> [Excerpt provided]
_____

Based on a couple trailers I've seen for this summer (The 5th Wave, ID4: Resurgence), could alien movies be making a comeback? With new Star Wars, Star Trek, Prometheus2/Alien5/whatever coming out, maybe we'll see a new excitement for outer space films? I certainly wouldn't complain about that.
 
We had our Harry Potter phase and our Lord of the Rings phase. Vampires were cool because of "Twilight," and then zombies became a thing. Right now, in the midst of superheroes, we seem to be in the middle of a "young adult novel adaptation" phase, with Hunger Games, Divergent, The Maze Runner, etc.
But that "vampire craze" last what, let's say around 5 years- around the whole Twilight, True Blood, Vampire Diaries etc thing. Superhero movies have been big since the boom started in 2000 with X-Men, and it wasn't long before you saw a Spider-Man, Daredevil, Hulk, etc everywhere.

I think the only reason they weren't big prior to 2000 was a lot of people had bad memories of certain cheesy attempts, but mainly just that SFX technology wasn't there. You couldn't do a big Hulk movie in the 80s or 90s and really do them justice visually. Or a Spider-Man, or a Ghost Rider, or a Fantastic Four, an Iron Man, a Watchmen, etc etc

(and yeah I know James Cameron wanted to do a Spider-Man in the 90s, and there was that FF movie, but that basically proves my point)


Yeah there a lot more of these movies in 2016, but mostly for the past few years its been around 4 or so. And even in 2003 you had Daredevil, X-Men 2, Hulk, League of Exatraodinary Gentlemen. And in 2004 there was Hellboy, The Punisher, Spider-Man 2, Catwoman and Blade 3. That's five... there were only three in 2015 (Avengers 2, Ant-Man and the new FF)


So I don't get how people make out like its some really recent thing, and like the MCU is to blame. (not saying thats you RoJoHen, but I've seen people claim that elsewhere on this board and the rest of the internet)
 
I think all the television, Netflix shows will do well. Most of them are already established, except for Cage (and that might initially do well based on Jessica Jones' reception spiking interest) and Legends of Tomorrow, which Arrow and Flash have helped set up.

_____

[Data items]
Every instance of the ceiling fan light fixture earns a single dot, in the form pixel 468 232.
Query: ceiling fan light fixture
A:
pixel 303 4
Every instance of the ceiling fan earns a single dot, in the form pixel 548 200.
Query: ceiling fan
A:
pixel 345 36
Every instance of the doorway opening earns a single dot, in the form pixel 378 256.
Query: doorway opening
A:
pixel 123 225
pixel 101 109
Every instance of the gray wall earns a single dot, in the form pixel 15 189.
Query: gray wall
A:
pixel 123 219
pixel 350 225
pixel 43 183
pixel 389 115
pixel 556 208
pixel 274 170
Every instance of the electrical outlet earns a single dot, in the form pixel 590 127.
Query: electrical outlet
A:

_____

> [Assignment 1] Which movies does the post about movie trends list for 2004?
> [Assignment 2] Print the passage of the post about movie trends between "I think the" and "proves my point)", inclusive.
> [Assignment 3] Write what comes next in the post about movie trends, starting after its final sentence.
The data items are separate material and are not part of the post about movie trends.

> [Answer 1] Hellboy, The Punisher, Spider-Man 2, Catwoman, and Blade 3

> [Answer 2]
I think the only reason they weren't big prior to 2000 was a lot of people had bad memories of certain cheesy attempts, but mainly just that SFX technology wasn't there. You couldn't do a big Hulk movie in the 80s or 90s and really do them justice visually. Or a Spider-Man, or a Ghost Rider, or a Fantastic Four, an Iron Man, a Watchmen, etc etc

(and yeah I know James Cameron wanted to do a Spider-Man in the 90s, and there was that FF movie, but that basically proves my point)

> [Answer 3]
Now when it comes to movies I think the biggest question marks are Deadpool, Dr. Strange, Suicide Squad, Gambit. All of those could underperform. I can't see any of them outright flopping, but if I did call a flop I'm going to say Gambit. I think Suicide Squad's casting and with the Joker and Batman might help it out though and if expectations are lowered, same with Deadpool, for a harder hitting, not as family friendly kind of comic book film.

I think Captain America, X-Men, and Batman v. Superman will all do well. However I think Batman v. Superman is in the greatest danger among those three of not doing as well at the box office as I think Warners and DC will want or need it to.
 
But that "vampire craze" last what, let's say around 5 years- around the whole Twilight, True Blood, Vampire Diaries etc thing.

Are you kidding? Vampire movies and shows have been popular pretty much continuously for decades. Before those things you cite, there was Being Human. Before that was Blade. Before that was Buffy and Angel. Before those were Anne Rice and Forever Knight. Before those were The Hunger and The Lost Boys. Before those were Dark Shadows and Hammer Horror, and before those was Bela Lugosi. I've been amazed many times over the years at the persistent failure of the vampire craze to die down (which is perhaps fitting).
 
^ I know, I was just talking about that specfic vampire phase that did happen a few years ago, as RoJoHen mentioned. There's always been vampire stuff but there was definitely more than usual around that time and with how popular it was. That's all
(leading to this cinematic masterpiece :) )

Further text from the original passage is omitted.